Records for the task.
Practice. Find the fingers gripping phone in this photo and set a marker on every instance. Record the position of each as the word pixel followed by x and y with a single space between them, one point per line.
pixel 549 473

* * *

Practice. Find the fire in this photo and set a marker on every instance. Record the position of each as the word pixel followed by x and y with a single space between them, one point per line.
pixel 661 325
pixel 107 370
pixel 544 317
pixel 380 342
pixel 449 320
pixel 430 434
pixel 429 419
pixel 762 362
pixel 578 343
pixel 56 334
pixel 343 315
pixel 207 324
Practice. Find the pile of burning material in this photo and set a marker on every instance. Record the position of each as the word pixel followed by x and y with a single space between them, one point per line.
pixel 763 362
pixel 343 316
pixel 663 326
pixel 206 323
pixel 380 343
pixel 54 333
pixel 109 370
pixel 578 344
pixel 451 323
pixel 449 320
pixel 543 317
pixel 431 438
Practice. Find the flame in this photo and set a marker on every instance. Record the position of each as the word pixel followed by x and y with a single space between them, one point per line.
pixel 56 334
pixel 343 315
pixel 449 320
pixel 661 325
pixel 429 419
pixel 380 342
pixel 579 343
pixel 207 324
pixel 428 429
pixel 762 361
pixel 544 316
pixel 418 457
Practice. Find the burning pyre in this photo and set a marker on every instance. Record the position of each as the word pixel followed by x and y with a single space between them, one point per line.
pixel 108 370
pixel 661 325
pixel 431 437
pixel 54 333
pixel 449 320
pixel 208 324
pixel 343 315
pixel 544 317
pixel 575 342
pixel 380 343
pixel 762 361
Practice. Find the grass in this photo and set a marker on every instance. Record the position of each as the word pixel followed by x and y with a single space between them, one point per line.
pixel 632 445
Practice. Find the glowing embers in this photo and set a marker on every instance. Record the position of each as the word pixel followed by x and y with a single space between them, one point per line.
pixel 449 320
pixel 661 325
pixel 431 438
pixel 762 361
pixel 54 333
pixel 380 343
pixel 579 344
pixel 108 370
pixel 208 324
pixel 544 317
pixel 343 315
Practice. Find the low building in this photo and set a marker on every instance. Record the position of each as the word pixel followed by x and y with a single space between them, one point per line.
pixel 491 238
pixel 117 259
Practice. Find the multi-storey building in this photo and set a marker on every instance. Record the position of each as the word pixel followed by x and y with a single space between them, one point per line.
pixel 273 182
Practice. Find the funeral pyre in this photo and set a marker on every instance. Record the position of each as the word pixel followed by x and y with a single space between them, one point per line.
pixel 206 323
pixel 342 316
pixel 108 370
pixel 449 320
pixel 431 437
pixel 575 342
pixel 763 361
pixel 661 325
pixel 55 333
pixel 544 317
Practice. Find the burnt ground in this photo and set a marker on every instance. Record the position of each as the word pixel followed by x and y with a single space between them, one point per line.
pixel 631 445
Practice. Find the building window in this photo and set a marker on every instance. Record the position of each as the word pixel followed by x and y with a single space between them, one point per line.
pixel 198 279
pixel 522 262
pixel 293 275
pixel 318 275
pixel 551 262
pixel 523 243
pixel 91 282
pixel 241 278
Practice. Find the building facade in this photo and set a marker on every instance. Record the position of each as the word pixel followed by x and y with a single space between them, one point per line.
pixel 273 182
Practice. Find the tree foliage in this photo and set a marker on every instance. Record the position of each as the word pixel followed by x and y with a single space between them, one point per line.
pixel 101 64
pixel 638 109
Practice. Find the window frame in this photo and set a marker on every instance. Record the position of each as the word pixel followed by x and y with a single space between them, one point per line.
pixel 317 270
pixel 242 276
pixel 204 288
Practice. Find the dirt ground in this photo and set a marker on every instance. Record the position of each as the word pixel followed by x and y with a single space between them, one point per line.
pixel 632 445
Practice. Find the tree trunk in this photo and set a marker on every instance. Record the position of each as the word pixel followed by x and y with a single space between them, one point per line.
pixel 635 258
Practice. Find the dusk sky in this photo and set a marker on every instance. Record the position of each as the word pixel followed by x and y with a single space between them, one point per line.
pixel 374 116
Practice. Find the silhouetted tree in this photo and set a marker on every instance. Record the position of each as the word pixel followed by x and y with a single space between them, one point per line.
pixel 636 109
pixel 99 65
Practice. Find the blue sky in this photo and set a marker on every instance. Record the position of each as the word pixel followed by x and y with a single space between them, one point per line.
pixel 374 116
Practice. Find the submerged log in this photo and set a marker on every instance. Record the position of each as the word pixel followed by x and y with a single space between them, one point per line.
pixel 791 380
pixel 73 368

Exercise aim.
Print the items above again with no changes, from the line containing "Practice. Find the fingers" to the line containing "pixel 549 473", including both of those lines.

Written response.
Practice. Find the fingers gripping phone in this photo and set a marker on every instance. Record the position of each as the word pixel followed by x and y with a single space between them, one point per line.
pixel 549 473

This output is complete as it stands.